• [Written request a]
Output every line of the entries on polygon masks as a JSON list of strings, one string per line, omitting blank lines and the pictures.

• [Text]
The KMeansCriterion method is used to calculate the clustering loss. The centroid_init method initializes the centroids and the update_clusters method is used to store the sum of distances of all points in a cluster from the cluster center and is later used to update the new cluster center location.

In [0]:
class KMeansCriterion(nn.Module):
    
    def __init__(self):
        super().__init__()
    
    def forward(self, embeddings, centroids, labelled = False,  cluster_assignments = None):
        if labelled:
            num_reviews = len(cluster_assignments)
            distances = torch.sum((embeddings[:, None, :] - centroids)**2, 2)
            cluster_distances = distances[list(range(num_reviews)),cluster_assignments]
            loss = cluster_distances.sum()
        else:
            distances = torch.sum((embeddings[:, None, :] - centroids)**2, 2)
            cluster_distances, cluster_assignments = distances.min(1)
            loss = cluster_distances.sum()
        return loss, cluster_assignments

In [0]:
def centroid_init(k, d, dataloader, model, current_device):
    ## Here we ideally don't want to do randomized/zero initialization
    centroid_sums = torch.zeros(k, d).to(current_device)

A run of records

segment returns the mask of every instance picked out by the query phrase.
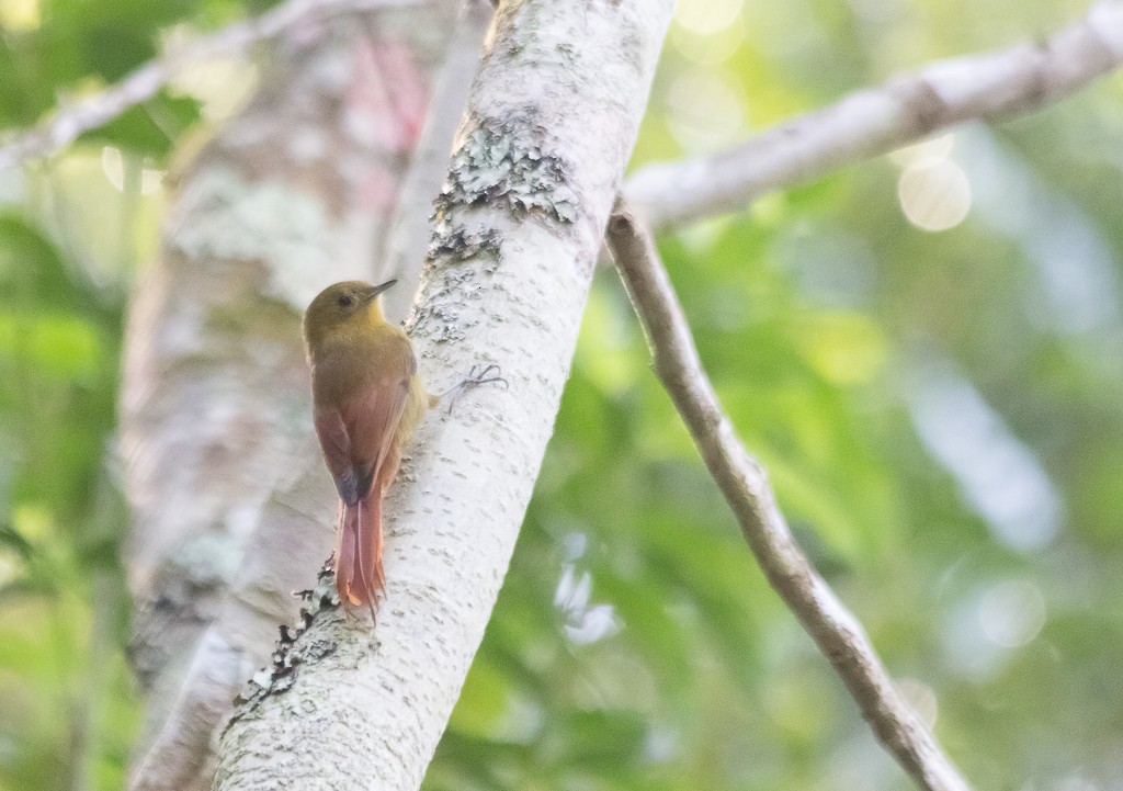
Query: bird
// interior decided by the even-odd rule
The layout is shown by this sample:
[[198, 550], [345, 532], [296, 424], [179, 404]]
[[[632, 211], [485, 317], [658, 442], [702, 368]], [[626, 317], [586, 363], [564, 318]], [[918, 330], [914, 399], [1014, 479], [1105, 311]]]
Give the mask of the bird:
[[402, 448], [438, 400], [421, 383], [409, 337], [378, 304], [396, 282], [329, 285], [303, 320], [316, 434], [339, 494], [336, 589], [341, 602], [367, 606], [372, 620], [386, 587], [382, 500]]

• [Written request b]
Write what comes next in the k-means clustering code, continuing from its last line.

• [Right answer a]
[
  "segment returns the mask of every instance picked out by the query phrase.",
  "Query: bird",
  "// interior decided by the even-odd rule",
  "The layout is shown by this sample:",
  "[[198, 550], [345, 532], [296, 424], [179, 404]]",
  "[[[632, 211], [485, 317], [658, 442], [702, 368]], [[626, 317], [586, 363], [564, 318]], [[918, 330], [914, 399], [1014, 479], [1105, 311]]]",
  "Give the mask of the bird:",
  "[[402, 448], [438, 400], [421, 383], [409, 337], [378, 304], [396, 282], [329, 285], [303, 320], [316, 434], [339, 494], [336, 589], [341, 602], [367, 606], [372, 620], [386, 587], [382, 500]]"
]

• [Right answer b]
    centroid_counts = torch.zeros(k).to(current_device)
    for (tokens, labels, flagged_indices) in dataloader:
        # cluster_assignments = torch.LongTensor(tokens.size(0)).random_(k)
        cluster_assignments = labels.to(current_device)
        
        model.eval()
        sentence_embed = model(tokens.to(current_device),flagged_indices.to(current_device))
    
        update_clusters(centroid_sums.detach(), centroid_counts.detach(),
                        cluster_assignments.detach(), sentence_embed.to(current_device).detach())
    
    centroid_means = centroid_sums / centroid_counts[:, None].to(current_device)
    return centroid_means.clone()

def update_clusters(centroid_sums, centroid_counts,
                    cluster_assignments, embeddings):
    k = centroid_sums.size(0)

    centroid_sums.index_add_(0, cluster_assignments, embeddings)
    bin_counts = torch.bincount(cluster_assignments,minlength=k).type(torch.FloatTensor).to(current_device)
    centroid_counts.add_(bin_counts)

### Dataloader utility methods

In [0]:
def loadLabelledBatch(train_loader_labelled_iter, train_loader_labelled):
    try:
        tokens, labels, flagged_indices = next(train_loader_labelled_iter)
    except StopIteration:
        train_loader_labelled_iter = iter(train_loader_labelled)
        tokens, labels, flagged_indices = next(train_loader_labelled_iter)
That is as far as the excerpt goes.